> [DATA YANG DIBERIKAN]
>>>>

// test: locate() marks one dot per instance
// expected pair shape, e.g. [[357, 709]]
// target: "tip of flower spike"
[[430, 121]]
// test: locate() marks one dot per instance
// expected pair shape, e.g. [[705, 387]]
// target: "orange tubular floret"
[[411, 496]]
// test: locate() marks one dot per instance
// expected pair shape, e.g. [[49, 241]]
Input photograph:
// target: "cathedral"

<<<<
>>>>

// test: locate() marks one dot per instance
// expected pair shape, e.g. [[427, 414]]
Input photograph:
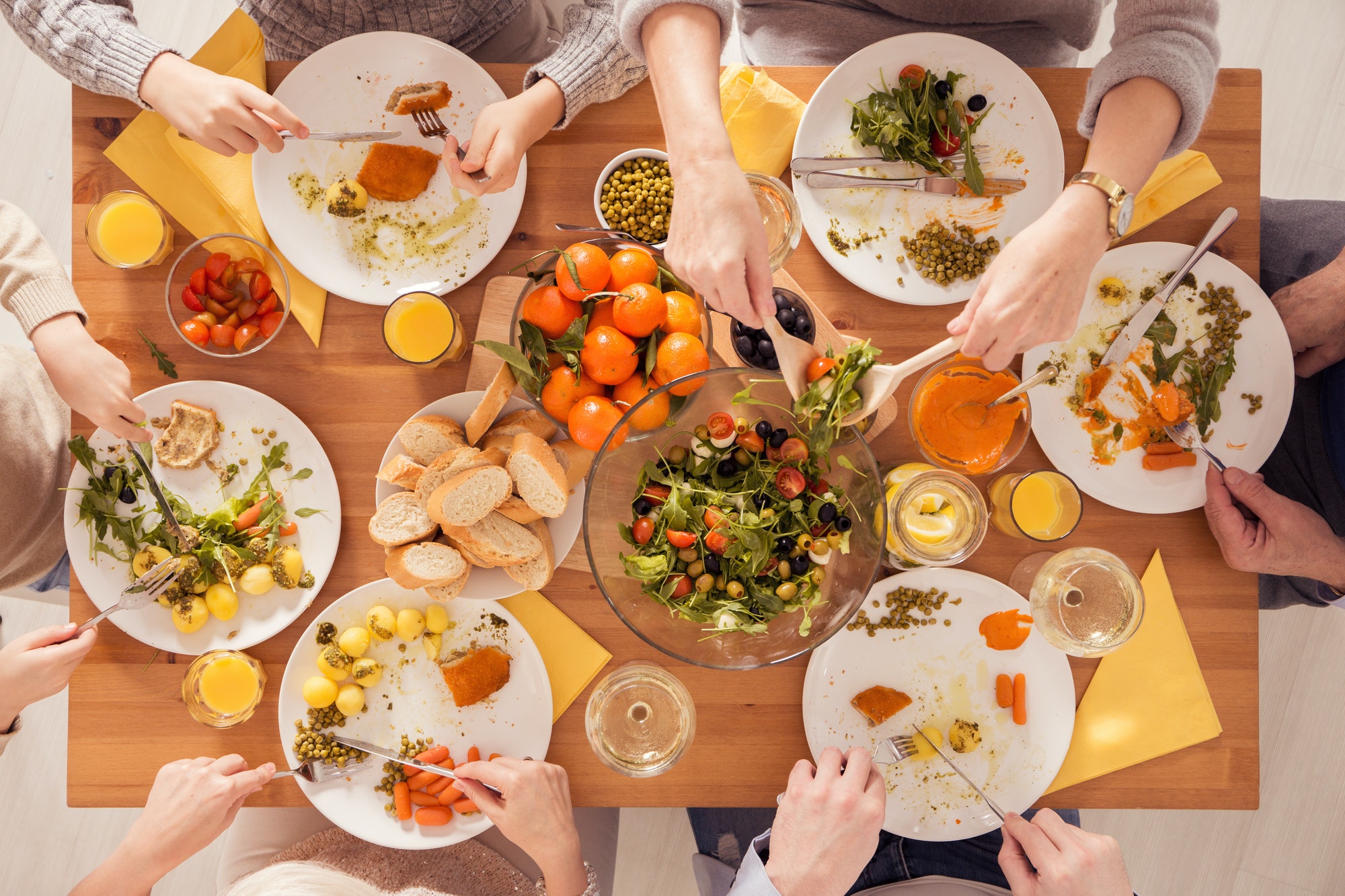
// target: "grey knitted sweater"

<<<<

Temukan setiap baris dalam entri di atas yang memuat kata "expected", lalu salin semua baris tersebut.

// expected pair shape, e.g. [[357, 709]]
// expected pair shape, e.g. [[705, 387]]
// expected pair shape, e.g. [[49, 241]]
// expected pair shape, e.g. [[427, 414]]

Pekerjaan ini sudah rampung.